▼▼▼
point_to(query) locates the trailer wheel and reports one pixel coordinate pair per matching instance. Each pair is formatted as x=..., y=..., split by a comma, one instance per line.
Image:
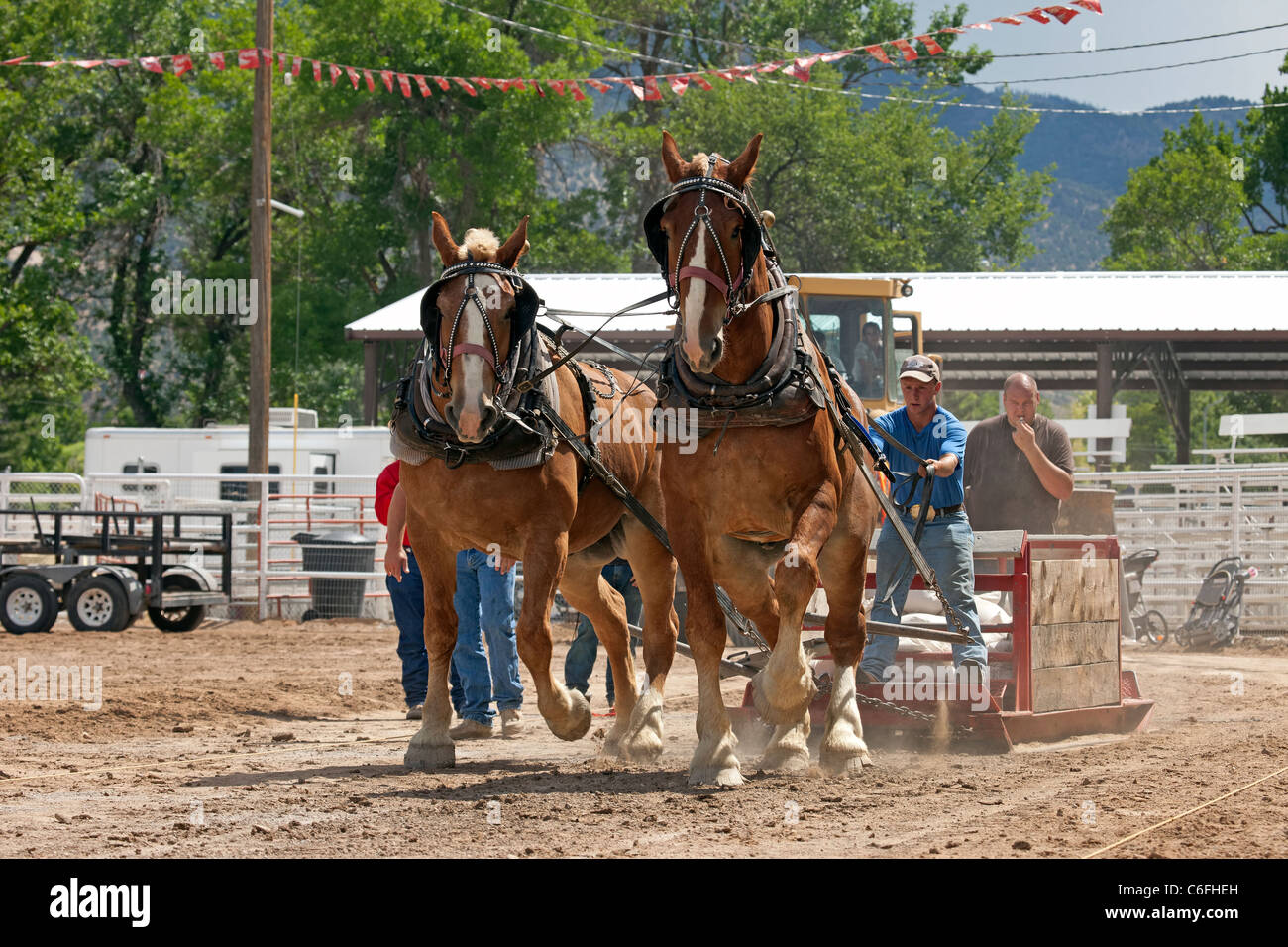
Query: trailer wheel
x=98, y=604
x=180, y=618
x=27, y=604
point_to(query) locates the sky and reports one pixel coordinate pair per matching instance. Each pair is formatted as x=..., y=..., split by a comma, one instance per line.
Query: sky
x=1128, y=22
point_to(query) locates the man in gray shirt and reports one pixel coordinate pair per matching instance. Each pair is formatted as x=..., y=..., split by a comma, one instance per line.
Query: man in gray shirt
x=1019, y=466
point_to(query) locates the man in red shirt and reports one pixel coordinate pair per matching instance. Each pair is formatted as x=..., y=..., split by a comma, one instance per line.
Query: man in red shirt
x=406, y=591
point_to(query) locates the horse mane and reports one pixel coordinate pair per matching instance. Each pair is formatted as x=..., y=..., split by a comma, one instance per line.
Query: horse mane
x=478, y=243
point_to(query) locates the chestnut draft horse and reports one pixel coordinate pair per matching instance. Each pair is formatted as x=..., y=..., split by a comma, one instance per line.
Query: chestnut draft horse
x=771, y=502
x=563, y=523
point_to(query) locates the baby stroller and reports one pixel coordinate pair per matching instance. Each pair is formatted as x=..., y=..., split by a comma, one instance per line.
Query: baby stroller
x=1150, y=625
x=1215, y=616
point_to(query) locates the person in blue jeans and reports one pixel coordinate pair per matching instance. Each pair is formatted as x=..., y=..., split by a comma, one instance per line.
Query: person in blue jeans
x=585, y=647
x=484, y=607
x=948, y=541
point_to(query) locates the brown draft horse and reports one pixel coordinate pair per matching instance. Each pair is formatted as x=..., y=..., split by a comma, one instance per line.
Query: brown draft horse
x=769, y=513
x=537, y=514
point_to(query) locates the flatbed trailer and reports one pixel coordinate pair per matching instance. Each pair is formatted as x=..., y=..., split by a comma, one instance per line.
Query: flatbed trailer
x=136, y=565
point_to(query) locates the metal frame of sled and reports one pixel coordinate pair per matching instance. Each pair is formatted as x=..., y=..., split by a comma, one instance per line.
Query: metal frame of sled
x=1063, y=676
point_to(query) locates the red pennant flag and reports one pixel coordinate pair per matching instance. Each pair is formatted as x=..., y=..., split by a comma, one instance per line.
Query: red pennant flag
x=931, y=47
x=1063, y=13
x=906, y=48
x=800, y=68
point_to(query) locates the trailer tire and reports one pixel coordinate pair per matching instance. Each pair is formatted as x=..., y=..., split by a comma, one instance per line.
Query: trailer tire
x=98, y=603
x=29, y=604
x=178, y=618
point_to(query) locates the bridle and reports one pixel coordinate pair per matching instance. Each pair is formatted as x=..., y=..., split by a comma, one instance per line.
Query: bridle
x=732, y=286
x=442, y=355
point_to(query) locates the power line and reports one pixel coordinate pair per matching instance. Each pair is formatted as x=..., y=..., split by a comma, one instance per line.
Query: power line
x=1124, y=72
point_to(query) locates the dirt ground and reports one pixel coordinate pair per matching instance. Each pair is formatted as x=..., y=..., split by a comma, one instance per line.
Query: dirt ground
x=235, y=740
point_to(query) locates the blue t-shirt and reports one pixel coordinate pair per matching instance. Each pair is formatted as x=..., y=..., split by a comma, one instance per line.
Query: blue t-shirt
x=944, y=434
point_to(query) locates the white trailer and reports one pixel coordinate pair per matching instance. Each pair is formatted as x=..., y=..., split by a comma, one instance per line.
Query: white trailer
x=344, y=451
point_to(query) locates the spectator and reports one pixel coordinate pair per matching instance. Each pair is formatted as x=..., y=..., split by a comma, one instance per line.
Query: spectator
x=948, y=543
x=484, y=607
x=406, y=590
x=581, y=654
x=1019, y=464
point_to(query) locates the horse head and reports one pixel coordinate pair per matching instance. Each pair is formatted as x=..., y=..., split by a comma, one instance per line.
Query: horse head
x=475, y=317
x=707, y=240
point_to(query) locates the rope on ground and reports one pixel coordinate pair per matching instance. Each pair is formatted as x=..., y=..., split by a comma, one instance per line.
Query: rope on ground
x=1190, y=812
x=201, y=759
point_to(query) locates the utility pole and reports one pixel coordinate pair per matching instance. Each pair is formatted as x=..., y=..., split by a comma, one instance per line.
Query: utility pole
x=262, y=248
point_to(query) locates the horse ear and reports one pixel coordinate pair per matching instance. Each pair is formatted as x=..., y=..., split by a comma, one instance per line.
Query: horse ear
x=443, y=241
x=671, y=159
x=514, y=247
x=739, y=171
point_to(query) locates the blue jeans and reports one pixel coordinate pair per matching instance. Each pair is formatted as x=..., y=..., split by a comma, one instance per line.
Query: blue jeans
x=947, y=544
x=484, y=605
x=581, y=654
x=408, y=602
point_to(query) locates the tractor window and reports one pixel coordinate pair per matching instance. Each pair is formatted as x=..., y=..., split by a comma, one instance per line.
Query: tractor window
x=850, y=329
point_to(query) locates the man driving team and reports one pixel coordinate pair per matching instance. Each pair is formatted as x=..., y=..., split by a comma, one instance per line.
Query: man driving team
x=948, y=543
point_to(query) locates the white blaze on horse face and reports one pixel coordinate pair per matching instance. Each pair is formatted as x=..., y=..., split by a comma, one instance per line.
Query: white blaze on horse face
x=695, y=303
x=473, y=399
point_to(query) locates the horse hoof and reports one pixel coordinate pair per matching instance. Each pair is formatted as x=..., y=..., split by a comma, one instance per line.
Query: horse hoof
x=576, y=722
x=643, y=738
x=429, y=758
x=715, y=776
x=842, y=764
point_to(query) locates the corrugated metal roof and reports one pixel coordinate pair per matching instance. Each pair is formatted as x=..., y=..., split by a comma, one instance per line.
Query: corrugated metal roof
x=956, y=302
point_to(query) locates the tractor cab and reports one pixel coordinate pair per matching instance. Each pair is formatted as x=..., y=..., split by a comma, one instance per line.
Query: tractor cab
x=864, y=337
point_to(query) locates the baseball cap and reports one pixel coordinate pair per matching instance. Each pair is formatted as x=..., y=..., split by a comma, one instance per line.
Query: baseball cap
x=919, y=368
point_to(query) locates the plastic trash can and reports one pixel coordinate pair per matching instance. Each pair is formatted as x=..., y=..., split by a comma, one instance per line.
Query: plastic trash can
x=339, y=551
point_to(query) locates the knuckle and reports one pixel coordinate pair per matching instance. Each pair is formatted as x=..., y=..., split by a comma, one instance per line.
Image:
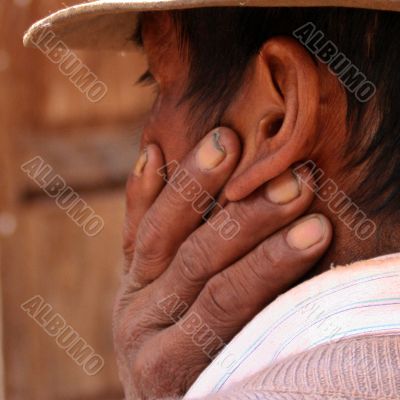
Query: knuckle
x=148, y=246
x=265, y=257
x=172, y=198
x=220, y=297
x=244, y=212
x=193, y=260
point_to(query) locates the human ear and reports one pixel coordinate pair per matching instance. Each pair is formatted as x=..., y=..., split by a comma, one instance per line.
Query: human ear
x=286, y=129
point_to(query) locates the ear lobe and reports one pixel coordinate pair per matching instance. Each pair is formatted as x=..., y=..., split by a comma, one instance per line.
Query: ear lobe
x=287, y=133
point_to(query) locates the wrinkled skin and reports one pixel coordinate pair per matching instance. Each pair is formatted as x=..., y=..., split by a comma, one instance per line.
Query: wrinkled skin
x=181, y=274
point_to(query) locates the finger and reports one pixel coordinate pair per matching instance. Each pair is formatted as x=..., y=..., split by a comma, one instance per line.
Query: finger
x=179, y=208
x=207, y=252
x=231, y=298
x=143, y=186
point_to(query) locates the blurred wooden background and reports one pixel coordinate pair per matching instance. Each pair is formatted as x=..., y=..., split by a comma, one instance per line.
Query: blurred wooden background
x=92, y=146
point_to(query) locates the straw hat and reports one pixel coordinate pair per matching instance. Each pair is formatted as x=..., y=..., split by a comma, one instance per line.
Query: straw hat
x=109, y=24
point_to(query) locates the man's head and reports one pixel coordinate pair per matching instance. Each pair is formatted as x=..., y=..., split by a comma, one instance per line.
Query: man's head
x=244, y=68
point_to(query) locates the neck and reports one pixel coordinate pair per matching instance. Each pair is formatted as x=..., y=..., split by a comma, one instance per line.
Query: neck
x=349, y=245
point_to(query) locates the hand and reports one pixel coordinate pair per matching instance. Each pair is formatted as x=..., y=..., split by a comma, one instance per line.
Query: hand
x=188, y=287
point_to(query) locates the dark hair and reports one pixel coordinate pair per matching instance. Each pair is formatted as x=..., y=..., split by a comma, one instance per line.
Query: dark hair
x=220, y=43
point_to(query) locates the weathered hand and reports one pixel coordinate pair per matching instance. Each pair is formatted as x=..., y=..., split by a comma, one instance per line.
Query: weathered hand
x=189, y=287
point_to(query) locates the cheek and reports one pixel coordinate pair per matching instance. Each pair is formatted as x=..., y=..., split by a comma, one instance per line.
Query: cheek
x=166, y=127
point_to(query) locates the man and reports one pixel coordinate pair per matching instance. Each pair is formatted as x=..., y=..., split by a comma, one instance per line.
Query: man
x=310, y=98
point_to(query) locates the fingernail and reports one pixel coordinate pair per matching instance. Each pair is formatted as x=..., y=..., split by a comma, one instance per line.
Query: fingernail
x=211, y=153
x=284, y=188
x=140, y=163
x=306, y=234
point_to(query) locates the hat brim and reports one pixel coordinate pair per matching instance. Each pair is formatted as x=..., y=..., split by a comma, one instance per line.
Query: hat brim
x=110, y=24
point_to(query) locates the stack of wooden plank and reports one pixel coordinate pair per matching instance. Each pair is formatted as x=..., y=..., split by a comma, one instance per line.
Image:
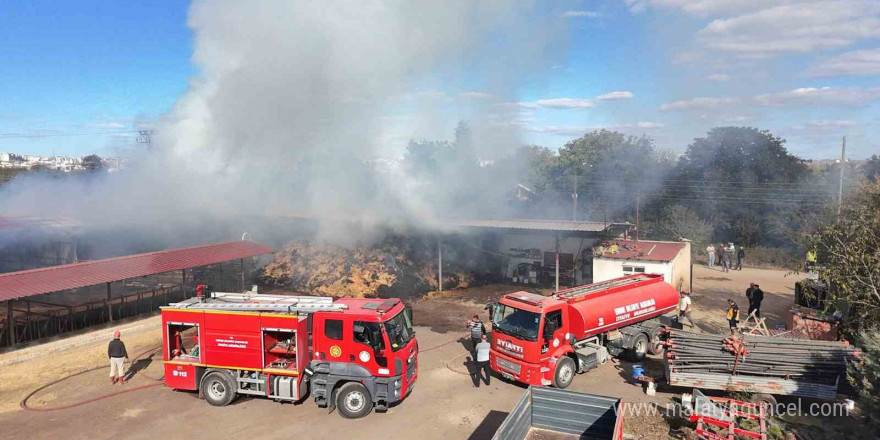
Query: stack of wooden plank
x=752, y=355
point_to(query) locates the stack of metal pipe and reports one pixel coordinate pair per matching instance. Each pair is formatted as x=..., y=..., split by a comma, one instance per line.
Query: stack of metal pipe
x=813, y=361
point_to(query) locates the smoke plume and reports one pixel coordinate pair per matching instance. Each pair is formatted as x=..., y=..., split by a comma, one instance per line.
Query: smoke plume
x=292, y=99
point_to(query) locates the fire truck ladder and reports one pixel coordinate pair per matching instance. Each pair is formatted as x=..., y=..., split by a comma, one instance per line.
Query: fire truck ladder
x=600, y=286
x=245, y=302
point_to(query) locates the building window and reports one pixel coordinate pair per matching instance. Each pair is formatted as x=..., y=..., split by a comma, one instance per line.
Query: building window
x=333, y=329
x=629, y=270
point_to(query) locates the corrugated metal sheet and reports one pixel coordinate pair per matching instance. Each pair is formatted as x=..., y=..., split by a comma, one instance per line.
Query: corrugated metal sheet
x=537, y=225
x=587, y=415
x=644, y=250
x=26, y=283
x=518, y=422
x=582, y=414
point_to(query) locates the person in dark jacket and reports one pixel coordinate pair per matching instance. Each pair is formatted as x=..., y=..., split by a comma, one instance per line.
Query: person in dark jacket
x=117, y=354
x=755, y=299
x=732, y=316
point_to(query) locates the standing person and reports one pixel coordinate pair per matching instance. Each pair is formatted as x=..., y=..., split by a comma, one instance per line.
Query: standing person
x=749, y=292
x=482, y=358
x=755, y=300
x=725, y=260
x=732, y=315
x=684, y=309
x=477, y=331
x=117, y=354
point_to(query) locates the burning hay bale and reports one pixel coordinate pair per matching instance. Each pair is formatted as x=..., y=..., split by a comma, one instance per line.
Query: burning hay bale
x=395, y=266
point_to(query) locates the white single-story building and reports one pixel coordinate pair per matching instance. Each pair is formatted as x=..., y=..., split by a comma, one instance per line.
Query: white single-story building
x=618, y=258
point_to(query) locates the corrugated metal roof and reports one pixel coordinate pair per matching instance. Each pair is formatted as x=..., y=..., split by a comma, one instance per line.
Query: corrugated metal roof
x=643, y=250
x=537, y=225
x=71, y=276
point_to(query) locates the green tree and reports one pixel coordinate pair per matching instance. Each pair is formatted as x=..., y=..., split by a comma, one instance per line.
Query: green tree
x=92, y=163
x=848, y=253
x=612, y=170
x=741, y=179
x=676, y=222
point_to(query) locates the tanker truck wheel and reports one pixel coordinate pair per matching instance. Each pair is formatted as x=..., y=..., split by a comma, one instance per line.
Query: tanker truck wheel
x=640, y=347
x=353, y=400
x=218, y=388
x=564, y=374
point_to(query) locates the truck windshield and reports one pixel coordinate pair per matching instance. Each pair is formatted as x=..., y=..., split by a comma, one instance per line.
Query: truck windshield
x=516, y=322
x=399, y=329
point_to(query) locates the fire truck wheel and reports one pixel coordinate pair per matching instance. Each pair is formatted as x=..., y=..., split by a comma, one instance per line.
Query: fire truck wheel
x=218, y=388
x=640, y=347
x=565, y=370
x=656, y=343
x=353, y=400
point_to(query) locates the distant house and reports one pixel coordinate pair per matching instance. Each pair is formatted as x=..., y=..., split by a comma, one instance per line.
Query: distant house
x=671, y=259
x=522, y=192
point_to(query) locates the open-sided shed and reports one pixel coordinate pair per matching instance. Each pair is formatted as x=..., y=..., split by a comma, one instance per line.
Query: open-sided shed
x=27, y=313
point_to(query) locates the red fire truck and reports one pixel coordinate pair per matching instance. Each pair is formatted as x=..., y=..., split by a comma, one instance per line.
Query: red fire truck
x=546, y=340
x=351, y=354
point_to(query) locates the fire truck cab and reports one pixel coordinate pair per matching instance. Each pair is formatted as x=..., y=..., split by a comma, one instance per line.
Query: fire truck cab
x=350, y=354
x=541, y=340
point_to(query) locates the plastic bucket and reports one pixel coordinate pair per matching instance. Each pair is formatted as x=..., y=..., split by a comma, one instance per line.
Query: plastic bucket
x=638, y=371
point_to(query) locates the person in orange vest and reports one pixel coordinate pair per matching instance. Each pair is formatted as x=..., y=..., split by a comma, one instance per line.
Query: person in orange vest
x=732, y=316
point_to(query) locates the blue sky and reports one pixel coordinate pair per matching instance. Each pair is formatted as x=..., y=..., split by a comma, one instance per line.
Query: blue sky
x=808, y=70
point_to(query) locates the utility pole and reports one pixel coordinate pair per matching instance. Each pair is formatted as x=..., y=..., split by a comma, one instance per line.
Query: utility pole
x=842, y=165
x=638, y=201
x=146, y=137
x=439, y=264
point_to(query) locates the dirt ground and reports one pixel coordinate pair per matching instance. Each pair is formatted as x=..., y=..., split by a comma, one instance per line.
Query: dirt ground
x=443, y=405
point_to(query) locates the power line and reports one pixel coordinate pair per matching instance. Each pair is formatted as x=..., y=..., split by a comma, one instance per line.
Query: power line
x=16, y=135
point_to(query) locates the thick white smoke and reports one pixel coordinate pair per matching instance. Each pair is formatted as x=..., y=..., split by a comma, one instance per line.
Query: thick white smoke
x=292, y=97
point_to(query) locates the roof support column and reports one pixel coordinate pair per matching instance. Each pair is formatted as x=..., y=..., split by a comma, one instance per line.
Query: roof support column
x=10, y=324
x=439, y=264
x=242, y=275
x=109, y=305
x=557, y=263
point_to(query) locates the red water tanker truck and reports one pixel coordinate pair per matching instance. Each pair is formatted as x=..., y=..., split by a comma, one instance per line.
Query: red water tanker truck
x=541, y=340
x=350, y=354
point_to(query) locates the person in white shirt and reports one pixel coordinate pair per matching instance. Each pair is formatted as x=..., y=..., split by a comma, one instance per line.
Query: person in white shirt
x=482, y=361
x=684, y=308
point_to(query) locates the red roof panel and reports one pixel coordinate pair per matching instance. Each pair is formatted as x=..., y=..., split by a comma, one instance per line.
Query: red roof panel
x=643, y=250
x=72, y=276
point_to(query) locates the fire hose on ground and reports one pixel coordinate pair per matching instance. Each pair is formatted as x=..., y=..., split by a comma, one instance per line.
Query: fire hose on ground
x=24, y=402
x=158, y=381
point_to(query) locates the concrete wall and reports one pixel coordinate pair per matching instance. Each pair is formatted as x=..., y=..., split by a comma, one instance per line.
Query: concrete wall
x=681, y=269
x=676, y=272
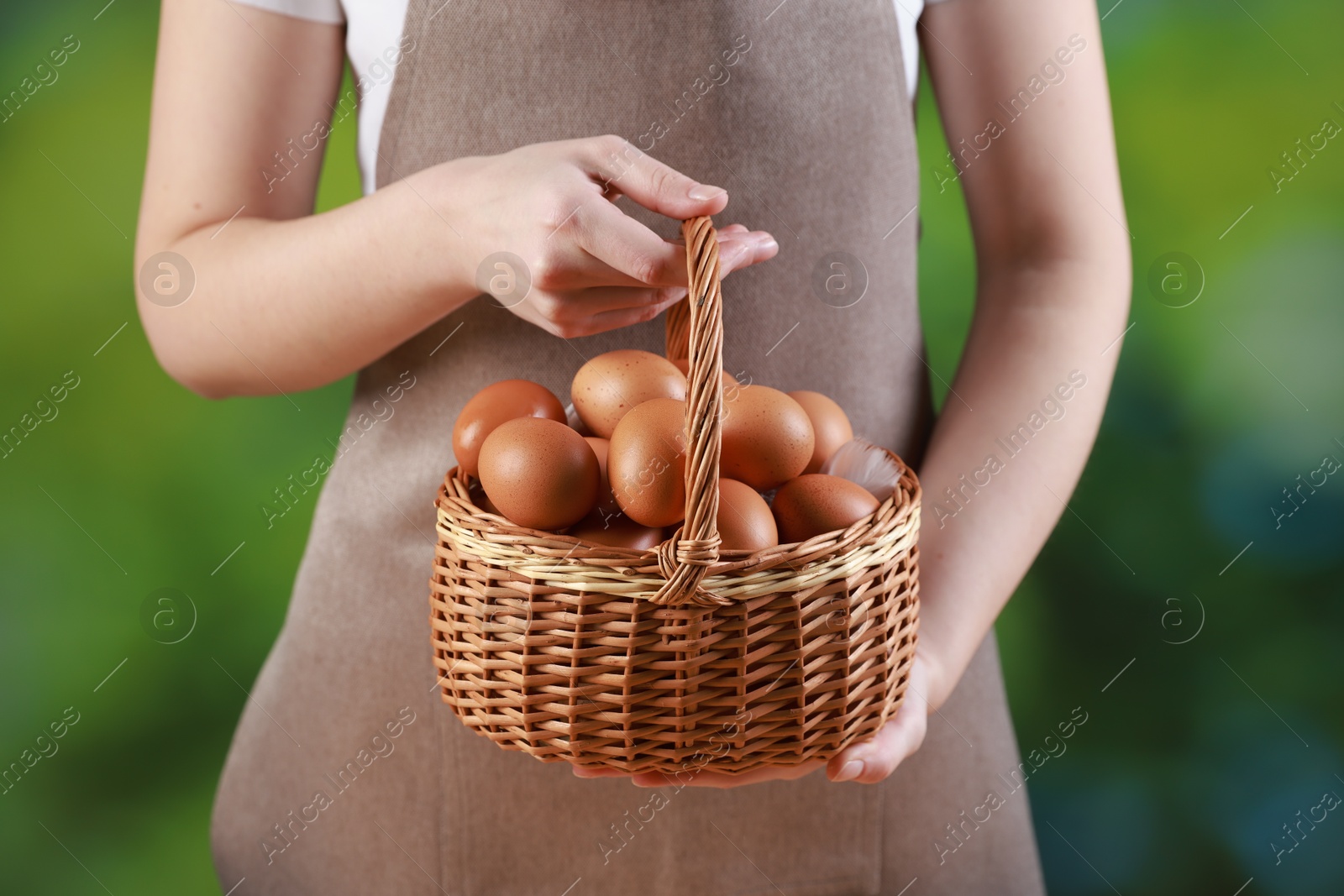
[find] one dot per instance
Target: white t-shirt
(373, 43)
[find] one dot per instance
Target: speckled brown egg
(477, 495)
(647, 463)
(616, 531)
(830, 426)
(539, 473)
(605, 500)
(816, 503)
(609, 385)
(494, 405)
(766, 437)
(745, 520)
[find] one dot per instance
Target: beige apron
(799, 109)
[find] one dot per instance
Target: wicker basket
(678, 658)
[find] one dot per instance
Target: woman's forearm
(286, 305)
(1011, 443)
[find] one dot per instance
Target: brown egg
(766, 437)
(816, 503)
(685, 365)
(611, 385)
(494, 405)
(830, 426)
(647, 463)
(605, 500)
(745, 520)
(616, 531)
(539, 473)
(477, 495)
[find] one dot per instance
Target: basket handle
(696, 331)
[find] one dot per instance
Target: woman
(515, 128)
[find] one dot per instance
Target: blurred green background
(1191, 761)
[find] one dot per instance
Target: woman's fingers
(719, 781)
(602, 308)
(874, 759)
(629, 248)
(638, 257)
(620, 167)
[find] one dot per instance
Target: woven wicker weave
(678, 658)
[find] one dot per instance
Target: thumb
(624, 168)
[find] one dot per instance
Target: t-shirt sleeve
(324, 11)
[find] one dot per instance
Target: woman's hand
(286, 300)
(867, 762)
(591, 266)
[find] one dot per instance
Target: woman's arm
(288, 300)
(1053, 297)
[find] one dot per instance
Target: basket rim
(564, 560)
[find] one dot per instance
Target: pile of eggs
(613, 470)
▲▲▲
→ **Directions for this task**:
Every line from the one containing "point_to(query) locates the person in white" through the end of the data above should be copied exactly; nothing else is copied, and pictures are omitted.

→ **Final result**:
point_to(query) locates the person in white shirt and reports one pixel coordinate pair per matching instance. Each pair is formatted as x=..., y=..., split by a comma, one instance per line.
Query: person in white shirt
x=482, y=361
x=684, y=308
point_to(query) locates the red roof panel and reports one pixel coordinate pair per matching instance. Each pair is formatted as x=..., y=..., split by a comma, one instance per line.
Query: red roof panel
x=643, y=250
x=72, y=276
point_to(query) locates the fire hose on ground and reports one pixel coordinate pair per matching instance. Each pair is formatted as x=..., y=..., split by a comma, one instance per line.
Query: fire hose on ground
x=24, y=402
x=158, y=381
point_to(query) locates the concrete wall and reports one pixel coordinate pair per matching instance. Each pair is formatted as x=..., y=..., split by a comma, one instance per line.
Query: concrete wall
x=681, y=269
x=676, y=272
[find] one dot per instance
Target: white t-shirt
(373, 43)
[find] one dot per instance
Target: speckled brown egg
(477, 495)
(647, 463)
(616, 531)
(830, 426)
(539, 473)
(605, 500)
(816, 503)
(609, 385)
(494, 405)
(766, 437)
(745, 520)
[find] one dot per instance
Target: beige apron
(799, 109)
[find] one dot per instance
Target: wicker basket
(678, 658)
[find] one dot per instance
Target: woman's forearm
(286, 305)
(1011, 443)
[find] one dot per instance
Target: brown egg
(766, 437)
(816, 503)
(685, 365)
(611, 385)
(494, 405)
(830, 426)
(647, 463)
(605, 500)
(745, 520)
(616, 531)
(539, 473)
(477, 495)
[find] one dot per instance
Target: basket handle
(696, 331)
[find] one dot per instance
Target: woman
(515, 128)
[find] one dot per instance
Target: blurred green background
(1191, 761)
[find] one dot per instance
Target: woman's fingers
(719, 781)
(602, 308)
(874, 759)
(629, 248)
(638, 257)
(620, 167)
[find] one dot per instance
Target: woven wicker weave
(678, 658)
[find] one dot per instance
Target: thumb
(624, 168)
[find] one dot per instance
Target: t-shirt sleeve
(324, 11)
[find] one dot per instance
Target: woman's hand
(286, 300)
(867, 762)
(591, 266)
[find] one dot per instance
Target: woman's arm
(288, 300)
(1053, 297)
[find] one dot per instance
Target: basket rim
(564, 560)
[find] one dot per instance
Target: pile of eggs
(613, 470)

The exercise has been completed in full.